Once the line containing "Objective — for every instance of the handbag" is located, give it again exactly, together with each line that follows it to the end of the entries, and add nothing else.

Referring expression data
——————————
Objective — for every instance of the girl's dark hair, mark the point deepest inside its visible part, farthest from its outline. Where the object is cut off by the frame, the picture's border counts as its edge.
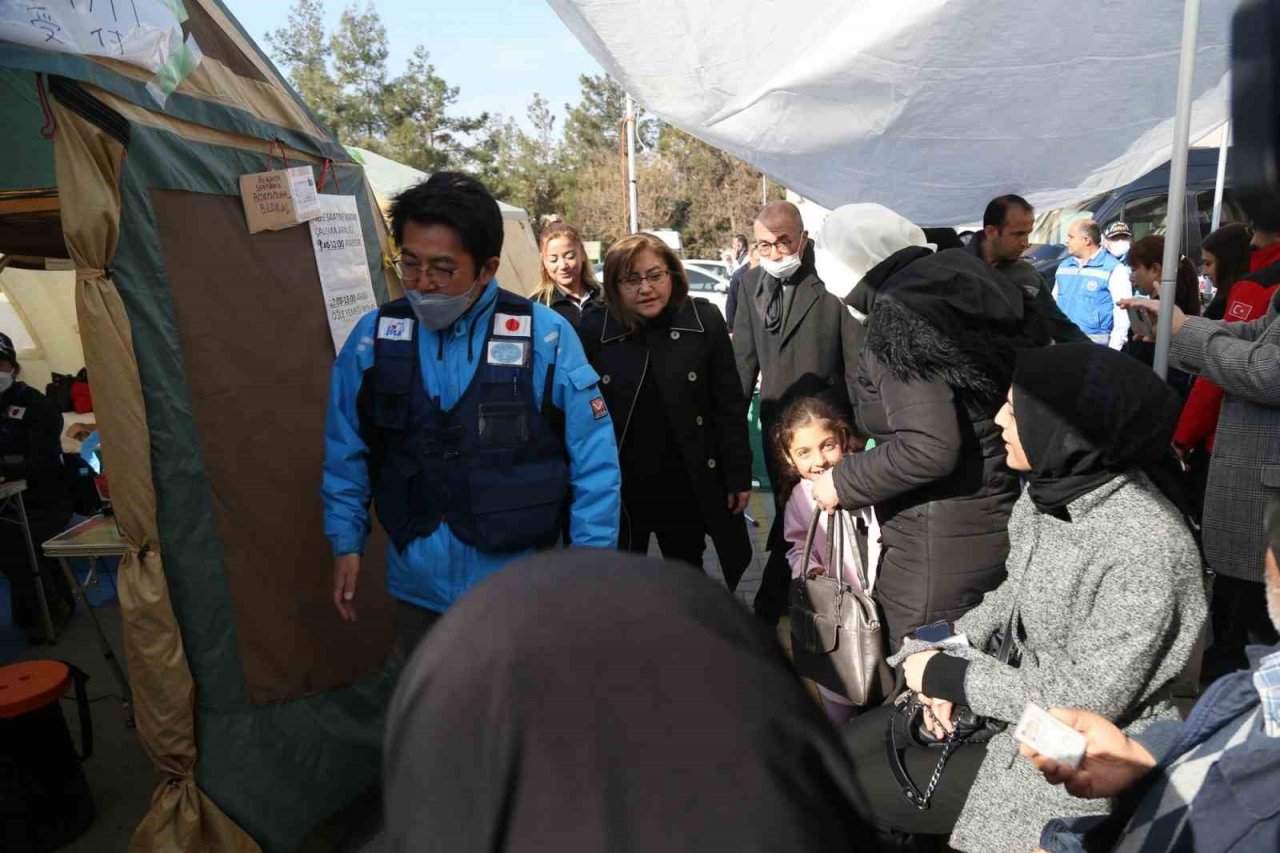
(795, 416)
(1150, 251)
(1232, 250)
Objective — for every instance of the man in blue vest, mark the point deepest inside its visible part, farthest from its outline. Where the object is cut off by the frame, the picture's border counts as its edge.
(467, 415)
(1088, 284)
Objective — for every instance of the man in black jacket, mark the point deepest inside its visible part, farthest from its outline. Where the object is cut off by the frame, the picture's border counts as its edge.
(31, 451)
(1006, 227)
(799, 341)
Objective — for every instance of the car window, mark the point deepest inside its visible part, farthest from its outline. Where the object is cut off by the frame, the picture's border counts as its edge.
(699, 281)
(1232, 210)
(1146, 215)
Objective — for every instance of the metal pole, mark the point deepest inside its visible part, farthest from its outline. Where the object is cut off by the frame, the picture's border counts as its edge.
(1221, 178)
(632, 194)
(1176, 188)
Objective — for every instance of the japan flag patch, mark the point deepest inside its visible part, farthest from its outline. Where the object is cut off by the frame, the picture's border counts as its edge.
(511, 324)
(396, 328)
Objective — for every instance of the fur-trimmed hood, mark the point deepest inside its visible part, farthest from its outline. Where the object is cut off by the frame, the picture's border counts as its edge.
(949, 316)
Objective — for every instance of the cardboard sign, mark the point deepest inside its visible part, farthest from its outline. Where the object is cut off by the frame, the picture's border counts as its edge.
(279, 199)
(348, 290)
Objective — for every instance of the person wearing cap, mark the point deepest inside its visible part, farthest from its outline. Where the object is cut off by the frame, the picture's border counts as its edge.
(31, 451)
(1116, 240)
(1089, 283)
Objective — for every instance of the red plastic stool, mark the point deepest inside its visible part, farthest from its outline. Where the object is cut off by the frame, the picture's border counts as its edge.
(45, 801)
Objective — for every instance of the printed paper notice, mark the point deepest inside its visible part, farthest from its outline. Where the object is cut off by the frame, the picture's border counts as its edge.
(339, 246)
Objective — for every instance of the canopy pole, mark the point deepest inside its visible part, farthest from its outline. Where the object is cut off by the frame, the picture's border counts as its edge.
(1221, 178)
(1176, 188)
(632, 194)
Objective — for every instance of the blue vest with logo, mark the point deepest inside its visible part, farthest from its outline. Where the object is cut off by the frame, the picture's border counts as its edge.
(1084, 292)
(494, 466)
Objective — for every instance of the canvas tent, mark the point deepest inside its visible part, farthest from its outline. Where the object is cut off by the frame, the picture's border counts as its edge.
(209, 351)
(927, 108)
(520, 256)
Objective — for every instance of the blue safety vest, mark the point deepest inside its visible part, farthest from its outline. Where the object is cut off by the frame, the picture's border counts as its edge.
(494, 466)
(1084, 292)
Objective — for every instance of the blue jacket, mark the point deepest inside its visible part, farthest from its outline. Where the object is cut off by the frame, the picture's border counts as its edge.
(1235, 810)
(1083, 292)
(433, 571)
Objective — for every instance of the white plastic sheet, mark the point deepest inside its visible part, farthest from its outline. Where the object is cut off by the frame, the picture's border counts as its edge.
(927, 106)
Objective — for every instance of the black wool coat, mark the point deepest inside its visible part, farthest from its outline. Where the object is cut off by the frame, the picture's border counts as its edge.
(693, 364)
(813, 355)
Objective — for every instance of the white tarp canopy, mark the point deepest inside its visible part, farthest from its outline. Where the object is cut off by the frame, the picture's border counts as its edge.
(931, 106)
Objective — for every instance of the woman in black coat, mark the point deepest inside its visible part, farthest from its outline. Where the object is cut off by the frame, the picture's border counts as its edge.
(668, 377)
(941, 333)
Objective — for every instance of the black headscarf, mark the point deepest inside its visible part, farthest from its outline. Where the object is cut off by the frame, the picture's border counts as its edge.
(595, 701)
(1087, 414)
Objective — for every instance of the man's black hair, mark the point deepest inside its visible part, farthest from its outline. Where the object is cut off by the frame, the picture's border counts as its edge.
(997, 209)
(458, 201)
(1092, 231)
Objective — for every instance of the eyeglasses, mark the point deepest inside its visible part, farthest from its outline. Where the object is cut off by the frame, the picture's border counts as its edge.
(782, 243)
(410, 270)
(653, 277)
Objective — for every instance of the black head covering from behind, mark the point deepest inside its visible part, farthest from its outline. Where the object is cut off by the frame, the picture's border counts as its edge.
(597, 701)
(1087, 414)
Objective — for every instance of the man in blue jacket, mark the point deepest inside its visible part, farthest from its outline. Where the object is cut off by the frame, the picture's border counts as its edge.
(1088, 284)
(1210, 784)
(467, 415)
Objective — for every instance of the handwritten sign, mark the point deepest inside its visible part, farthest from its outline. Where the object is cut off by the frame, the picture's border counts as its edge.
(279, 199)
(141, 32)
(339, 247)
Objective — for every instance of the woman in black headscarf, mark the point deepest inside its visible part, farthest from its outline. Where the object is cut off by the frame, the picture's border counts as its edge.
(1104, 600)
(595, 701)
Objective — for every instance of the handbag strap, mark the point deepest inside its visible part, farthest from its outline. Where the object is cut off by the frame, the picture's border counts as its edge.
(908, 788)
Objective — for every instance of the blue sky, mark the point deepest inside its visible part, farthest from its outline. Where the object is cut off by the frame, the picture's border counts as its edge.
(498, 53)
——————————
**RESULT OF THE TASK:**
Objective — for every instance of the handbag strap, mark the point deepest inside its visible part, farthest from its outline. Where the object is cut off by the frame, the picture's border counts as its edge.
(908, 788)
Objective — for every instance of the blue sky, mark the point deepest inside its visible part, farthest from its outline. Where the object is cut off by the frame, the picture's border counts as its edge.
(498, 53)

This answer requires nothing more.